### [Compiti da svolgere]
1 - Indica se ciascuna affermazione concorda con il brano sul collaborazionismo ucraino, rispondendo sì o no e citando testualmente le parole decisive: (a) Rolando Besana fu ucciso a S. Anna di Piossasco da una formazione di SS ucraine; (b) la 41° Brigata Garibaldi era comandata da Giorgio Bocca; (c) Denyanovic era originario di Odessa.
2 - Riscrivi soltanto il tratto dell'elenco che va dalla riga contenente "Point out every instance of the white wire" fino alla riga contenente "Target = understory vegetation", entrambe comprese e con le richieste. Sposta ogni coordinata in pixel delle risposte sommandole 118 e lascia fuori le immagini.

### [Estratto della pagina]
----------------

Anche evitando di approfondire tale confusione concettuale storiografica voluta, basterà accennare ad alcune caratteristiche del collaborazionismo ucraino per evidenziare la falsità dell’attribuzione ad esso di un carattere patriottico-nazionalista. Infatti è evidente che i “patrioti”, se possono talora partecipare a lotte di altri popoli contro comuni nemici o anche solo per comuni ideali2, non si fanno mai strumento di oppressione o aguzzini verso altre genti al servizio di un potere straniero occupante la loro stessa terra; così non è nel caso dei collaborazionisti ucraini degli hitleriani ed in altri casi consimili3. Oltre a partecipare attivamente al massacro di Ebrei, Polacchi, prigionieri di guerra sovietici, partigiani antinazifascisti ucraini, reparti di collaborazionisti ucraini parteciparono alla repressione della rivolta di Varsavia, della sollevazione antinazista slovacca alla repressione antipartigiana in Friuli, Veneto e Piemonte, come narrato anche dall’ex-partigiano Giorgio Bocca; così, ad esempio, mentre nella 41° Brigata Garibaldi (comandata da Eugenio Fassino ed operante fra la Val Susa e la Val Sangone) caddero il 18.07.1944 come partigiani due soldati sovietici di origine ucraina fuggiti dalle grinfie dei nazisti ed entrati nella formazione, Denyanovic di Kirovgrad e Kochanovsky di Odessa, Rolando Besana, comandante della formazione partigiana “Italia Libera” veniva ammazzato a S. Anna di Piossasco il 23.4.1944 proprio da una formazione di SS ucraine.

----------------

### [Elenco fornito]
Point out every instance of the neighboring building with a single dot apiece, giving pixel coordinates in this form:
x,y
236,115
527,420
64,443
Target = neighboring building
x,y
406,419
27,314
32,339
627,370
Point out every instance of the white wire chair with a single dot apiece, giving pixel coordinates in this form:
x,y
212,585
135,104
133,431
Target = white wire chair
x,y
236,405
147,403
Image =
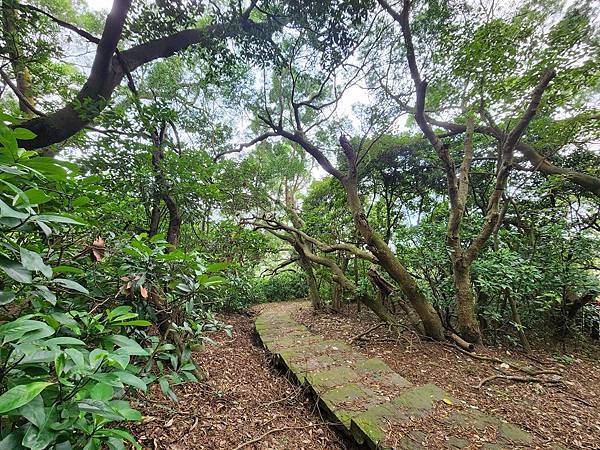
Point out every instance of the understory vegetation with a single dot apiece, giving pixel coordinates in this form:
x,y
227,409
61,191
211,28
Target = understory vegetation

----------------

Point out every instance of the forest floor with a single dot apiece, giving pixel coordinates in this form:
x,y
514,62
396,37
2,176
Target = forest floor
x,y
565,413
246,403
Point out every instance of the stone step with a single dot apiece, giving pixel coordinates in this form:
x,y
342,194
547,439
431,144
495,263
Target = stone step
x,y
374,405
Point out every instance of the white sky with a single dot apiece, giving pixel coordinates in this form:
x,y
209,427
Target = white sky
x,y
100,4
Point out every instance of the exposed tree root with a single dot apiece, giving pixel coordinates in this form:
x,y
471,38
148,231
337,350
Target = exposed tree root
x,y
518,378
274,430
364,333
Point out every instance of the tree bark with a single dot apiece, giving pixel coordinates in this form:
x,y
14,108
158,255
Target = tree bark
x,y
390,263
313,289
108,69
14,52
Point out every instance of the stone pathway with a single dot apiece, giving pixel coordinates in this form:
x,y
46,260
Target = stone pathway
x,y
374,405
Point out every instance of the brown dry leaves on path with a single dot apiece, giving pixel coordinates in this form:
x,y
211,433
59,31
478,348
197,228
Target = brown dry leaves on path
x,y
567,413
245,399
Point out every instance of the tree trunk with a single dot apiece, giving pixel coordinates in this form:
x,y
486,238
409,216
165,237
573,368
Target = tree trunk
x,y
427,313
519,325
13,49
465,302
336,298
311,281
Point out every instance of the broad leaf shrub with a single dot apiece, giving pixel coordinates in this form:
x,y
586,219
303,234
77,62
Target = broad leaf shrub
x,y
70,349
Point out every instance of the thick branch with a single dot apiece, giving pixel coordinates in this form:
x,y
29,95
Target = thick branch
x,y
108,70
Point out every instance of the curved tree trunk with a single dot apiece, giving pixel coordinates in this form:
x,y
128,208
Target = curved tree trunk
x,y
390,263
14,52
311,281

----------------

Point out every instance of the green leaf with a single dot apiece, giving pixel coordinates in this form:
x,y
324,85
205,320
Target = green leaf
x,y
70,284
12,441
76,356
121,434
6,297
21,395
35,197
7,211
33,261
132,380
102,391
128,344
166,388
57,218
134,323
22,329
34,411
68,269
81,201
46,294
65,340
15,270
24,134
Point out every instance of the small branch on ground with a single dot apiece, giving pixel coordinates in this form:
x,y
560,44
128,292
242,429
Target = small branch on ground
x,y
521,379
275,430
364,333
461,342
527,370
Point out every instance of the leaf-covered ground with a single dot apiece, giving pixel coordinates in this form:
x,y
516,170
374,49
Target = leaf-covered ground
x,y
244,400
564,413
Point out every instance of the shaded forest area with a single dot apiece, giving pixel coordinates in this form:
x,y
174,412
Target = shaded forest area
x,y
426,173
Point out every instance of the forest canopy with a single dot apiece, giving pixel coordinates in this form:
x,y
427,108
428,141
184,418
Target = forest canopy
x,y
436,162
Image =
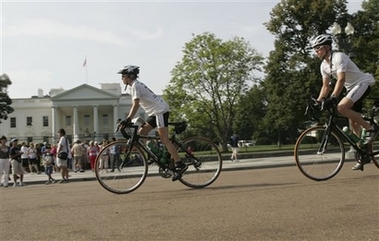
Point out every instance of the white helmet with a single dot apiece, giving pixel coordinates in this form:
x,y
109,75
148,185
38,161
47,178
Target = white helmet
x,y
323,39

----------------

### [Soluzioni in ordine]
1 -
(a) Sì: "veniva ammazzato a S. Anna di Piossasco il 23.4.1944 proprio da una formazione di SS ucraine".
(b) No: "comandata da Eugenio Fassino ed operante fra la Val Susa e la Val Sangone".
(c) No: "Denyanovic di Kirovgrad e Kochanovsky di Odessa".

2 -
Point out every instance of the white wire chair with a single dot apiece, giving pixel coordinates in this form:
x,y
212,585
135,104
133,431
Target = white wire chair
x,y
354,523
265,521
Image =
Point out every instance of the understory vegetation with a single dot apiece, giving pixel coordinates in this form:
x,y
227,409
61,191
211,28
Target = understory vegetation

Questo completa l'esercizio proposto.